Compito da svolgere: Continua il brano sull'astensione e sulla distribuzione territoriale del voto, partendo dopo la sua ultima frase.
─── Estratto del documento ───
Ma qualche sguardo ai dati disaggregati ci fornisce già alcuni elementi. Il fenomeno si consolida e dilaga soprattutto al Sud e nei quartieri popolari. Nelle regioni del Sud l’astensione è dovunque superiore al 40% (in Calabria sfiora il 50%). Nei quartieri popolari della periferia di Napoli e di Roma, ad esempio, si registra rispettivamente il 44% e 56%, mentre nei municipi del centro delle due città si raggiunge il 61% e il 72%.
E anche la composizione politica del voto si articola su base territoriale. Sempre ad esempio, nei municipi del centro di Roma il PD è il primo partito (27%), FdI con il 23% è sotto la media nazionale e Azione di Calenda raccoglie il 16%, mentre nella periferia Sud Est, FdI raggiunge il 32%, il PD è sotto la media nazionale e Azione non arriva al 6%. Si conferma come la “sinistra” social-liberale abbia perso ogni legame con il disagio sociale.
Secondo una ricerca dell’istituto SWG, tra gli operai l’astensione ha raggiunto il 45% e le liste più votate sono state quelle di FdI e del M5S e quella meno votata (tra le liste principali) è stata quella di Azione, il “partito dei Parioli”. Analogamente, sempre secondo la stessa ricerca, anche nell’elettorato “che ha più difficoltà economiche” l’astensione ha toccato il 46%, i partiti più votati sono stati FdI (29%) e il M5S (21%) e il meno votato Azione (2%).
─── Righe del dataset ───
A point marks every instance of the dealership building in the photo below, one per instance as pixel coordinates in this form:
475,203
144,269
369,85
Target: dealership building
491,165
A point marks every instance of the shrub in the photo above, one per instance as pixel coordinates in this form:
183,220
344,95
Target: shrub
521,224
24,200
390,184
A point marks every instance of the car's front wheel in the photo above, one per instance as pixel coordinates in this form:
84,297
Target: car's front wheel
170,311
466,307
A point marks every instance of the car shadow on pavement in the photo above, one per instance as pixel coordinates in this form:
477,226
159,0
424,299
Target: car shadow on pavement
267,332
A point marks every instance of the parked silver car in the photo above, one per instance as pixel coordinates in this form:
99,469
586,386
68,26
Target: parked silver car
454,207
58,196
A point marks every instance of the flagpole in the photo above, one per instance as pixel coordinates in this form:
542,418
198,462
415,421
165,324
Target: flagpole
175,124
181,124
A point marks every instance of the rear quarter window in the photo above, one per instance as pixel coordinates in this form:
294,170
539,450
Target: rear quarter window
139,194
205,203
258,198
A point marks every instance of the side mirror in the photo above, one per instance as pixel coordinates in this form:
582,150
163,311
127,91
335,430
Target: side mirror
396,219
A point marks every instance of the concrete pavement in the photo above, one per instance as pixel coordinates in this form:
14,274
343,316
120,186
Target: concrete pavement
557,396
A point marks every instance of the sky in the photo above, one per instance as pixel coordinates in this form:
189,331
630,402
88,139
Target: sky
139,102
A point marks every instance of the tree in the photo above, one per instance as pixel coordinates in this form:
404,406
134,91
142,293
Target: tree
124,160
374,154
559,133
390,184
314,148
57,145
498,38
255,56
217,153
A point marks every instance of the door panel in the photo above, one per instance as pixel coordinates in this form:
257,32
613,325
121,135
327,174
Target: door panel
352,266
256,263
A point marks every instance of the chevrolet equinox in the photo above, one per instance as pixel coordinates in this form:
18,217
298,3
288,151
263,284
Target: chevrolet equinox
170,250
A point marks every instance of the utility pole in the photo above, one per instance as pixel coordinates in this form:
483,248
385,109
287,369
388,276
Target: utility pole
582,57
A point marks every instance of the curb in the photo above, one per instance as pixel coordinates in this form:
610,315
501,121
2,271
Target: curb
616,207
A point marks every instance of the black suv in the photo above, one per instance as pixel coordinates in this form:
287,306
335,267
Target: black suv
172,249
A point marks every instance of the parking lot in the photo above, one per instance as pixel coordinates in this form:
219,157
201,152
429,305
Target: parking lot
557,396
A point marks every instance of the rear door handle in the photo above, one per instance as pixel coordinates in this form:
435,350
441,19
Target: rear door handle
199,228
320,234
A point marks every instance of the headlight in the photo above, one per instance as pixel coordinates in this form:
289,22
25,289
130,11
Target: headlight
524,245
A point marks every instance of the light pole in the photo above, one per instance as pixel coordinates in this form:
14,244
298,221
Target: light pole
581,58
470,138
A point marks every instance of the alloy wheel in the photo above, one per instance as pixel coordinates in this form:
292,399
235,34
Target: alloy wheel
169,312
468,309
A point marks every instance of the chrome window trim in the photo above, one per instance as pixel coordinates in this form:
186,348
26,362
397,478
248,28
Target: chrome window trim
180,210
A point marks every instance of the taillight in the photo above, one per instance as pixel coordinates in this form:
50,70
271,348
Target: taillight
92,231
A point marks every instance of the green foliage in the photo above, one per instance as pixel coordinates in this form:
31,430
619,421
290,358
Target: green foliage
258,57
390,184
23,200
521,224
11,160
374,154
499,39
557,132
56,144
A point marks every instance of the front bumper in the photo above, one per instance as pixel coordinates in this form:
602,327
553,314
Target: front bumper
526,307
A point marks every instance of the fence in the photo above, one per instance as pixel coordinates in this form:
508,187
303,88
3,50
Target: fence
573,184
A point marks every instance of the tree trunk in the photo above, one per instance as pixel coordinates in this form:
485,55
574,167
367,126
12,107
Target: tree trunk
───
La risposta:
Una destra “stagnante” ma trionfante
Il successo della destra è stato definito “folgorante” da qualche commentatore. Esso però non nasconde la sua dimensione “stagnante” (la coalizione raccoglie solo 200.000 voti in più di quelli di 5 anni fa). Ma, come dicevamo già all’inizio, grazie alla legge elettorale, con i suoi 12 milioni di voti avrà una rappresentanza parlamentare di quasi il 60% dei seggi.
Il successo di Fratelli d’Italia (FdI) si basa sul suo cannibalismo a danno degli alleati: Giorgia Meloni in 5 anni quintuplica i consensi, mentre Berlusconi li dimezza e Salvini ne mantiene solo 2 ogni 5. Solo due anni fa il presidente leghista del Veneto Luca Zaia venne rieletto con 1,9 milioni di voti e il 77%. Questo 25 settembre la Lega in quella regione ha raccolto solo 360.000 voti, pari al 14,5%, mentre FdI ne rastrella 820.000, sette volte di più che nel 2018, quattro volte di più che nel 2020. Di fronte a questa sconfitta, che ne sarà della leadership di Salvini nella Lega?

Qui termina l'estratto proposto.